Selected excerpt:
———

Unstructured: Remove individual weights
Structured: Remove entire filters/neurons
Magnitude-based: Remove smallest weights

Benefits

Smaller model size
Faster inference (with sparse ops)
Often 50-90% sparsity with minimal accuracy loss

Note: Requires sparse inference support for speed gains

Pruning with TensorFlow

import tensorflow_model_optimization as tfmot

# Define pruning parameters
pruning_params = {
    'pruning_schedule': tfmot.sparsity.keras.PolynomialDecay(  # (#1:Gradual pruning)
        initial_sparsity=0.0,
        final_sparsity=0.5,  # (#2:50% weights pruned)
        begin_step=1000,
        end_step=5000
    )
}

# Apply pruning to model
model_for_pruning = tfmot.sparsity.keras.prune_low_magnitude(  # (#3:Wrap model)
    model, **pruning_params
)

# Compile and train with pruning callbacks
model_for_pruning.compile(optimizer='adam', loss='sparse_categorical_crossentropy')

———

Challenge a:
According to the pruning notes, what does structured pruning remove?

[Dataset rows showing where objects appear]
———

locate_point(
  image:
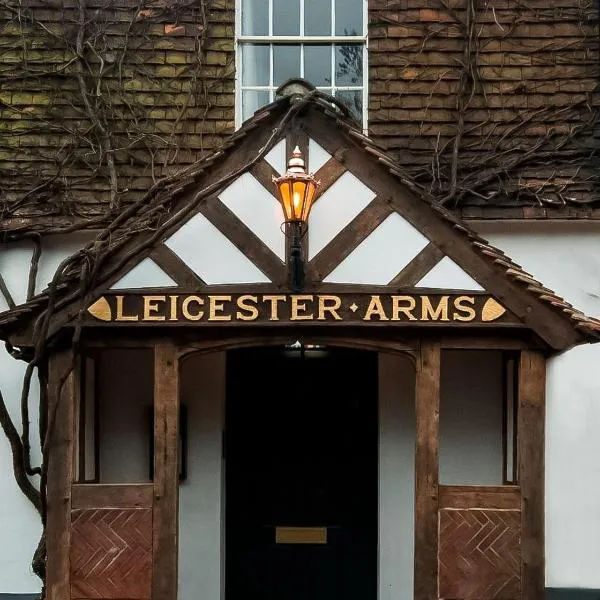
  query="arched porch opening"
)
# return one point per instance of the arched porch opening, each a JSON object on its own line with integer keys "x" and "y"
{"x": 411, "y": 450}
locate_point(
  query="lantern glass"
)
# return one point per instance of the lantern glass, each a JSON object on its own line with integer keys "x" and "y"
{"x": 297, "y": 190}
{"x": 297, "y": 195}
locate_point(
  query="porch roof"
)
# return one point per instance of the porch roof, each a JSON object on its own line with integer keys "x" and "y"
{"x": 172, "y": 200}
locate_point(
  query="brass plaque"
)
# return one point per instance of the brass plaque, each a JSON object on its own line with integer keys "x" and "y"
{"x": 300, "y": 535}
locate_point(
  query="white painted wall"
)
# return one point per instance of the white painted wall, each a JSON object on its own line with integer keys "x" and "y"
{"x": 19, "y": 522}
{"x": 201, "y": 539}
{"x": 566, "y": 258}
{"x": 397, "y": 433}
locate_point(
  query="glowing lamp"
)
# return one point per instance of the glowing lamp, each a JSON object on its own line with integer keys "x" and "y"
{"x": 297, "y": 190}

———

Challenge b:
Format every line of the entries above as a numbered list, skipping any blank lines and leaving the pictures out.

Solution a:
Entire filters/neurons.

Solution b:
1. locate_point(
2.   image:
3.   query="arched porch opening"
4. )
5. # return one point per instance of the arched porch opening, each a JSON object on its own line with integer keys "x" and "y"
6. {"x": 411, "y": 450}
7. locate_point(
8.   query="lantern glass"
9. )
10. # return one point per instance of the lantern glass, each a JSON object on its own line with integer keys "x" and "y"
11. {"x": 297, "y": 190}
12. {"x": 297, "y": 195}
13. locate_point(
14.   query="porch roof"
15. )
16. # return one point per instance of the porch roof, each a JSON object on its own line with integer keys "x" and "y"
17. {"x": 172, "y": 200}
18. locate_point(
19.   query="brass plaque"
20. )
21. # return one point per instance of the brass plaque, each a JSON object on its own line with integer keys "x" and "y"
22. {"x": 300, "y": 535}
23. locate_point(
24.   query="white painted wall"
25. )
26. # return one point per instance of the white painted wall, each a JSON object on its own line with integer keys "x" and "y"
27. {"x": 19, "y": 522}
28. {"x": 201, "y": 539}
29. {"x": 566, "y": 258}
30. {"x": 397, "y": 433}
31. locate_point(
32.   query="glowing lamp"
33. )
34. # return one point per instance of the glowing lamp, each a JSON object on its own line with integer keys "x" and "y"
35. {"x": 297, "y": 190}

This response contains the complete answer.